Print, please, the line that contains "For every instance of the white pistil" and each line after it to the end of the entries, unchanged and with nothing else.

start Records for the task

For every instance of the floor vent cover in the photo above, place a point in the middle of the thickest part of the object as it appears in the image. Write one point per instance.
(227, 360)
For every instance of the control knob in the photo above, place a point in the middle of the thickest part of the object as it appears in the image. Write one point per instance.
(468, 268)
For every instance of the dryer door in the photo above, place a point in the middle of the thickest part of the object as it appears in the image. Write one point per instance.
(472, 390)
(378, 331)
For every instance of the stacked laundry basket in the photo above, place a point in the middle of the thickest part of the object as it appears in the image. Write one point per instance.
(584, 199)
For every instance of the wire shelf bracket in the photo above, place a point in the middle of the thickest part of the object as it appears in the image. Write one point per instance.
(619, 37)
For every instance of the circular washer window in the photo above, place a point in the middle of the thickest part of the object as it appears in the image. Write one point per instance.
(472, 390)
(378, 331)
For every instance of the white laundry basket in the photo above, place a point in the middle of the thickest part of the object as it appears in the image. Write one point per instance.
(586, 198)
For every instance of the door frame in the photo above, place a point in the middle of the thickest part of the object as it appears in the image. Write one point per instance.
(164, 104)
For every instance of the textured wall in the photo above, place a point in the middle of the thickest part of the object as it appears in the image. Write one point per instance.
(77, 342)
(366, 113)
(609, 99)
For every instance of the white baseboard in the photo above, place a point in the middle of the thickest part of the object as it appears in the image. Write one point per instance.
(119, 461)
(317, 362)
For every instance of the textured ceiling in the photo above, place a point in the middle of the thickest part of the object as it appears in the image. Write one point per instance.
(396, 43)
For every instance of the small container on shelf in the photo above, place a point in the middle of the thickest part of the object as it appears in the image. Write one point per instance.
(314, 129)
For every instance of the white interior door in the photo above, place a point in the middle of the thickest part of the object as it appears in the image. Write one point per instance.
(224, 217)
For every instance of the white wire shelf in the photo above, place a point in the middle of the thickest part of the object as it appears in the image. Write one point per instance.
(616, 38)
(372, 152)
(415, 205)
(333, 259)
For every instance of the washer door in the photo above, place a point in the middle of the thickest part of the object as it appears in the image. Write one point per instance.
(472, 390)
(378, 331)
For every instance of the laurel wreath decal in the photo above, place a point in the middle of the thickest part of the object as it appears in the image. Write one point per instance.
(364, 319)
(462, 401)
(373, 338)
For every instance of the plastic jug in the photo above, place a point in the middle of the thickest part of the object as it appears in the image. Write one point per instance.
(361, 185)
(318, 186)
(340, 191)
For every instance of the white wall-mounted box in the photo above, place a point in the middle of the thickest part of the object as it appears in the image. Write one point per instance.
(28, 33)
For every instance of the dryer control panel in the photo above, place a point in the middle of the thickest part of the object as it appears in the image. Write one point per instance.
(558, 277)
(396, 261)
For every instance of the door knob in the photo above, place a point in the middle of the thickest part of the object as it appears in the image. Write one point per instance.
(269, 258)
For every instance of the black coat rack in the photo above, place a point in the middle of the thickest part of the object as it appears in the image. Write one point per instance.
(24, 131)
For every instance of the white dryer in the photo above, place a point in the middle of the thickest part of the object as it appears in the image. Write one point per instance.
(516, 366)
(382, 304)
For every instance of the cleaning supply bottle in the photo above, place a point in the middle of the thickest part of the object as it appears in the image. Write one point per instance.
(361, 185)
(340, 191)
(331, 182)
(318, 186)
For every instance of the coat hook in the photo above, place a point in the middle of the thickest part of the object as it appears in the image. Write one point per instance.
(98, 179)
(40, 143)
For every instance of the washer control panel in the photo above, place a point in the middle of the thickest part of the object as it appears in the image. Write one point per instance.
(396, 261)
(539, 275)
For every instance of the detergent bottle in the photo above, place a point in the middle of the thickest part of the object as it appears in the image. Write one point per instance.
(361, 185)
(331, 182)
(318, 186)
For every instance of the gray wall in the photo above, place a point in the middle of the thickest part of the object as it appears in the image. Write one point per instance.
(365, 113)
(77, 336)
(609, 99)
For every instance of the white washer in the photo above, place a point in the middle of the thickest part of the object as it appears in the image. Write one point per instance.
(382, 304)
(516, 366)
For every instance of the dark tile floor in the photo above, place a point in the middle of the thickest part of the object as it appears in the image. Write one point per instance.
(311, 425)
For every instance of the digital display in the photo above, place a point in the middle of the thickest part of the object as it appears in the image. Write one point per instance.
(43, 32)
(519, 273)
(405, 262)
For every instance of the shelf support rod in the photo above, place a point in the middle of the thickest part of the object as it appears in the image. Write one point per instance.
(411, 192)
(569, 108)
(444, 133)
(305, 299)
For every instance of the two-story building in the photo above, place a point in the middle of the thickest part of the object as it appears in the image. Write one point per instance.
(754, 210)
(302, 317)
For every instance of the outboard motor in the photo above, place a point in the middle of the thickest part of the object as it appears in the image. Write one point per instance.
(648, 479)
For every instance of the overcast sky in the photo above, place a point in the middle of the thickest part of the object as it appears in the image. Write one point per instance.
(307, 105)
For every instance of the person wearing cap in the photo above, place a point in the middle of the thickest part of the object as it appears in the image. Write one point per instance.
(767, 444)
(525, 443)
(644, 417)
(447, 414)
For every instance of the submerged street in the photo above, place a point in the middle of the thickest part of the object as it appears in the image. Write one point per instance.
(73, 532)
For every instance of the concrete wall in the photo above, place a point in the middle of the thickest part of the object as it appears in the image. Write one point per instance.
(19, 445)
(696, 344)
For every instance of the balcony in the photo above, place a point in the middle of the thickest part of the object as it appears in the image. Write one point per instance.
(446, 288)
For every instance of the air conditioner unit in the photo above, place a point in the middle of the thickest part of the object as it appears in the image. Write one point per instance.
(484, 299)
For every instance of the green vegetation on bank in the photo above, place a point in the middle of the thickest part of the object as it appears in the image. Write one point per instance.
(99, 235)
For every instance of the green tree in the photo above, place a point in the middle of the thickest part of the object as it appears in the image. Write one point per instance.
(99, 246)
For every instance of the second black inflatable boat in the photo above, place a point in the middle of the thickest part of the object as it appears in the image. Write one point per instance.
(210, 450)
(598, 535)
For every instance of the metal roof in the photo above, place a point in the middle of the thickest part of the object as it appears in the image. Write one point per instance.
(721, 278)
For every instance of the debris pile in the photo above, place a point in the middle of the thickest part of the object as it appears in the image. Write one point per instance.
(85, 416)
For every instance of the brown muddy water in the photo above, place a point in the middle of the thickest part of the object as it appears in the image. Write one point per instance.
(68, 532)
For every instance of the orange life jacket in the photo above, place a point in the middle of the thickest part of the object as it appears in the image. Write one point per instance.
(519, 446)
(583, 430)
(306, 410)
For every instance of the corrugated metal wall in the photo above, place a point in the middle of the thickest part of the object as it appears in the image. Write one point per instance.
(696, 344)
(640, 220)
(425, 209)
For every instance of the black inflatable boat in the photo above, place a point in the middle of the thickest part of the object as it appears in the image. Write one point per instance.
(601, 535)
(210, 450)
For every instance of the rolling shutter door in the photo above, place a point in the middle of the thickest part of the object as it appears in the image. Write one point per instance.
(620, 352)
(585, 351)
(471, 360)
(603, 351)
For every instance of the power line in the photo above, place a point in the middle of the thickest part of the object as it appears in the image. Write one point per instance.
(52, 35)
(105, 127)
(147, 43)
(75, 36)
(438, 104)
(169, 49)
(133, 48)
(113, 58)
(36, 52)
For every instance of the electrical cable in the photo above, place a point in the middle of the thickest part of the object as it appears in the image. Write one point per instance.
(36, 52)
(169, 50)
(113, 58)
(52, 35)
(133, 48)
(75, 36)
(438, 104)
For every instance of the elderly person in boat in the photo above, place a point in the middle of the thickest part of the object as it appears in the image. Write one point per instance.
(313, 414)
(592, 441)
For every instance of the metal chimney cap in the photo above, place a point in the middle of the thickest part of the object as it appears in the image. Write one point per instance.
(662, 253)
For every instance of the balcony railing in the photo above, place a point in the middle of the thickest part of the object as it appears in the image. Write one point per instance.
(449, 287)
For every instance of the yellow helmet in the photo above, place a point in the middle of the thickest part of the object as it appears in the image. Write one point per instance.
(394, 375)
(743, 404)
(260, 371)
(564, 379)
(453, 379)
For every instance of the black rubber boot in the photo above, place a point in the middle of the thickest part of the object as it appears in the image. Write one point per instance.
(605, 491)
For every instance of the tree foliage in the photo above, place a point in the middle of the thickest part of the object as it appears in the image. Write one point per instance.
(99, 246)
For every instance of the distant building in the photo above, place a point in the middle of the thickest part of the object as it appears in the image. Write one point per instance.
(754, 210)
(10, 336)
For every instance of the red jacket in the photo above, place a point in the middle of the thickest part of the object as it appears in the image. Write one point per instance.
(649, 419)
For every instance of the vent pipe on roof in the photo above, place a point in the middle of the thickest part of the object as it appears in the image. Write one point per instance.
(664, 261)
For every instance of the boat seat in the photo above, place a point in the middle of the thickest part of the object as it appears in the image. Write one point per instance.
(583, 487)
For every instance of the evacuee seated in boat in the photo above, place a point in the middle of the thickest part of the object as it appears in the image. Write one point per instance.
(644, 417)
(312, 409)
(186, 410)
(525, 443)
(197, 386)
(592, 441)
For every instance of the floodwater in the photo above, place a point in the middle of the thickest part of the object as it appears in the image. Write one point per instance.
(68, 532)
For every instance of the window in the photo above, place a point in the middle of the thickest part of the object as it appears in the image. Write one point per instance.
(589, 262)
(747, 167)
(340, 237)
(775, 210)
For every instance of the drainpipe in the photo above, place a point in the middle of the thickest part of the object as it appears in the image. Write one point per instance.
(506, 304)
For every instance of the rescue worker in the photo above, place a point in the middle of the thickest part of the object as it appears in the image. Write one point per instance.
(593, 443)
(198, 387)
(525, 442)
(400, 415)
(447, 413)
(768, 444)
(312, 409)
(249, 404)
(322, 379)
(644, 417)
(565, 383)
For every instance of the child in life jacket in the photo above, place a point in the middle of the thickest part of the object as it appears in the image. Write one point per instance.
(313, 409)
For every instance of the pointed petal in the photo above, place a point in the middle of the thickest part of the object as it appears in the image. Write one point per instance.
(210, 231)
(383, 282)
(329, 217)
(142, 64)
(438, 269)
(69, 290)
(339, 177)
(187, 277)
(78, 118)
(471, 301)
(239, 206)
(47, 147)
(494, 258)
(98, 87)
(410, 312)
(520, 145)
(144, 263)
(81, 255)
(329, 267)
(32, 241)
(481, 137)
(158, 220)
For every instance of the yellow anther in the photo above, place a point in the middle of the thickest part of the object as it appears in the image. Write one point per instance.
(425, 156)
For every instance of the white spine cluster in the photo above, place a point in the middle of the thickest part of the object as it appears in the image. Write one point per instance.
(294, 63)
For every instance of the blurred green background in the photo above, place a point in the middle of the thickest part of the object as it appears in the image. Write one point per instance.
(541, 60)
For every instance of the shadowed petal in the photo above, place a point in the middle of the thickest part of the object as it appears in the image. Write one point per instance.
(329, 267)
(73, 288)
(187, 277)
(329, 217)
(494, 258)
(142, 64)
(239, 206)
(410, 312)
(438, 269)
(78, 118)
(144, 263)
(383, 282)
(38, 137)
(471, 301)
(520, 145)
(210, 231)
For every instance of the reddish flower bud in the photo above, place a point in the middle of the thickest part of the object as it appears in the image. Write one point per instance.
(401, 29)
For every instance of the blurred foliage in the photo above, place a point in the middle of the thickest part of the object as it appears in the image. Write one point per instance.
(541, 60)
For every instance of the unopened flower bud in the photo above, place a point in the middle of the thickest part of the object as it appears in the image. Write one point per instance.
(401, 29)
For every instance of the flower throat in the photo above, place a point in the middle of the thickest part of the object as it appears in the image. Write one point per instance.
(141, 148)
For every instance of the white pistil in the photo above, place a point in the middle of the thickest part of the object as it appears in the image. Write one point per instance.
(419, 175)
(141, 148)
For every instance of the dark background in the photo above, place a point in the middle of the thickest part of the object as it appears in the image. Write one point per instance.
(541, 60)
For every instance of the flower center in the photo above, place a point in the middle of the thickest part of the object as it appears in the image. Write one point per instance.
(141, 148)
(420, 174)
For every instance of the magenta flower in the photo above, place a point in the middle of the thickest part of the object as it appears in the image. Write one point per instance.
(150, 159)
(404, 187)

end Records for the task

Result of this task:
For every instance of the white pistil in the photo above, place a point in the middle of the thickest part of the object as it appears in the image. Write one point per instance.
(419, 175)
(141, 148)
For every instance of the dark background in the photo above, place a point in the middle of the thickest part of the object as it appears in the image. Write one point per instance.
(541, 60)
For every instance of the flower center in the photo above, place a point in the middle of the thickest part of the object as it appears in the image. Write one point per instance.
(141, 148)
(420, 174)
For every instance of the magenta flower in the photo above, place a point in the middle of the thickest part of the object as it appears in the image. Write one point per instance.
(150, 159)
(404, 187)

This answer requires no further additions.